- EXERCISE REQUIREMENTS: Count the lines in the material below that contain the string "window", with case counting, and give only that number.

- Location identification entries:
========================================

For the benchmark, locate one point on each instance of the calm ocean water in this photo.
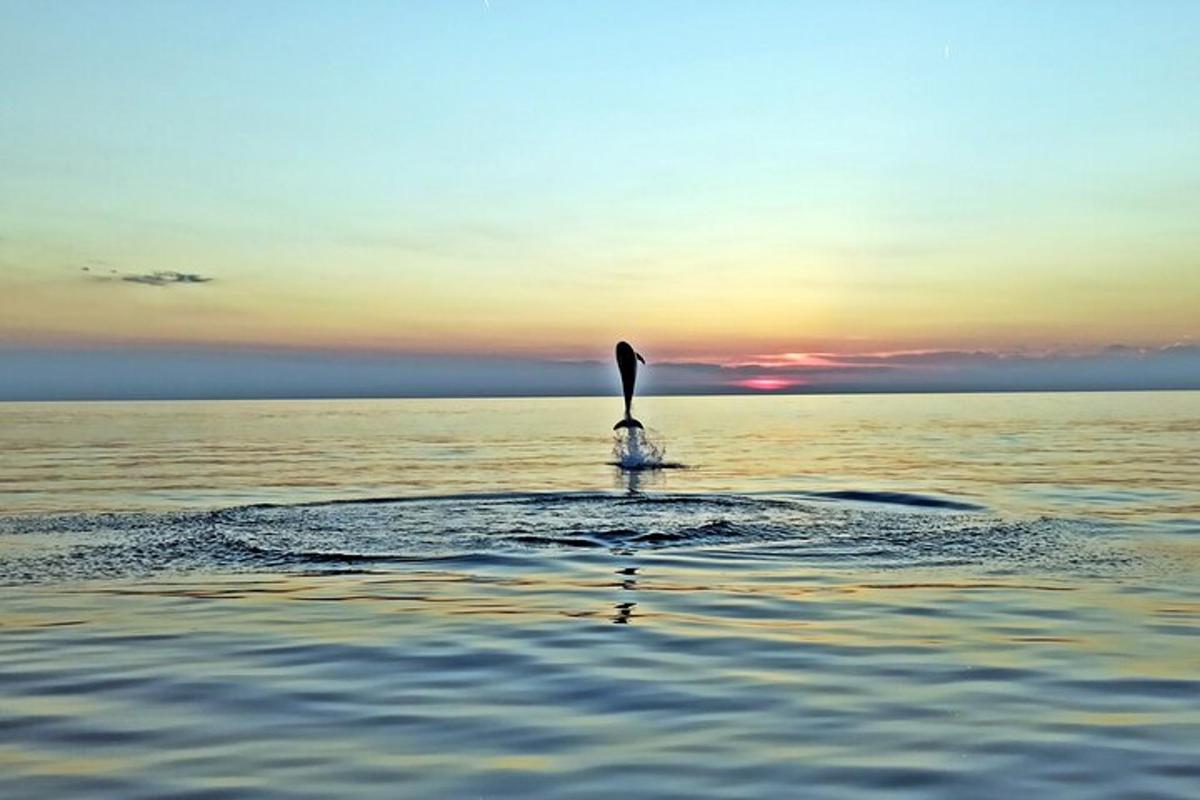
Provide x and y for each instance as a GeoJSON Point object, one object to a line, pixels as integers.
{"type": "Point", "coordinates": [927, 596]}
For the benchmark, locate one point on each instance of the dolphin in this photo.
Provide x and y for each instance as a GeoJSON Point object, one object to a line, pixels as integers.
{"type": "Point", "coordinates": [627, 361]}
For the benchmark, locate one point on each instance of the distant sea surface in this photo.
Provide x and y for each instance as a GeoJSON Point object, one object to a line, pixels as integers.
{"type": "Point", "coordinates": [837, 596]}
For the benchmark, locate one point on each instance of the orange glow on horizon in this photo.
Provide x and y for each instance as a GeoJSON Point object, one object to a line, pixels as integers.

========================================

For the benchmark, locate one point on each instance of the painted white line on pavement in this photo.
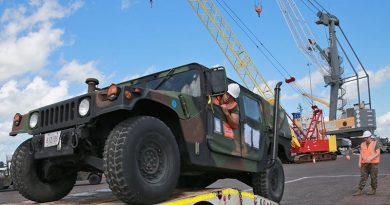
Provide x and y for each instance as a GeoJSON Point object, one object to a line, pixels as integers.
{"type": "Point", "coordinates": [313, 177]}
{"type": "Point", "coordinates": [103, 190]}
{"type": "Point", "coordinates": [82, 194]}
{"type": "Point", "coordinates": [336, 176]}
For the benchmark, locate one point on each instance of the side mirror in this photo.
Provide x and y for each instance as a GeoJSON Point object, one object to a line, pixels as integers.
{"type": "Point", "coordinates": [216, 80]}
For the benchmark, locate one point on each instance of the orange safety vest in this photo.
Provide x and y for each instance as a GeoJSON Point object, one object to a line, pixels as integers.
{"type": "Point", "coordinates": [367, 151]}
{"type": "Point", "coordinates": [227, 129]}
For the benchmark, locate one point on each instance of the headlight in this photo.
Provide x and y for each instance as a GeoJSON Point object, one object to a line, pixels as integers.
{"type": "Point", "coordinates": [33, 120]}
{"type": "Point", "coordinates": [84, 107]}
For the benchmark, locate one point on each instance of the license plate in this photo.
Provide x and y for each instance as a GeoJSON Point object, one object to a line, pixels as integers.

========================================

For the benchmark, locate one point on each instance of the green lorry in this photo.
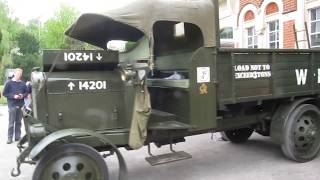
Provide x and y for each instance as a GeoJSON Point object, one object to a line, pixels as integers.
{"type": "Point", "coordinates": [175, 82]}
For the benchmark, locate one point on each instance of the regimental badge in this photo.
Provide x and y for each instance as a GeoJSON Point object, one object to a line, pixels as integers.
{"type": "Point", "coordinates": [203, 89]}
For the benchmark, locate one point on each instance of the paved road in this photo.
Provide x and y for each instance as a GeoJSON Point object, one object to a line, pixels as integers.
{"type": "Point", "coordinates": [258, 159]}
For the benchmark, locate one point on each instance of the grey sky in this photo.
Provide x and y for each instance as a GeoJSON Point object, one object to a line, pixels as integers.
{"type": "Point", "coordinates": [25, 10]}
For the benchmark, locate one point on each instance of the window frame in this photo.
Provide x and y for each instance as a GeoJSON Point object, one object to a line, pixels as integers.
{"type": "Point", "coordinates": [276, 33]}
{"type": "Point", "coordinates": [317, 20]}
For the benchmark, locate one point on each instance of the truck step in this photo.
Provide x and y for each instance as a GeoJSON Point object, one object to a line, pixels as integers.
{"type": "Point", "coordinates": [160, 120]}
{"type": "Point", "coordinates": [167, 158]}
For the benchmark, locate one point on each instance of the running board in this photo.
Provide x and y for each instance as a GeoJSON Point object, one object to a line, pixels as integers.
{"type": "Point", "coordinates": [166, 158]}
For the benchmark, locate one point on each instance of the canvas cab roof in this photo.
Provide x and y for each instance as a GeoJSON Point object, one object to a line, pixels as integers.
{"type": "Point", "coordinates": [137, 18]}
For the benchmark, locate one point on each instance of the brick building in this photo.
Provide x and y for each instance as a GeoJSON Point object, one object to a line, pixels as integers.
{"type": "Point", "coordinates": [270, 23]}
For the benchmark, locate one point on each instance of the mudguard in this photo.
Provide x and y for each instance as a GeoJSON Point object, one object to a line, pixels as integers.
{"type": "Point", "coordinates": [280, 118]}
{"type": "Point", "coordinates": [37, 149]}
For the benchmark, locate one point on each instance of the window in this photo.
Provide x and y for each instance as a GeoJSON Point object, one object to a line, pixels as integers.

========================================

- RESPONSE BELOW: 2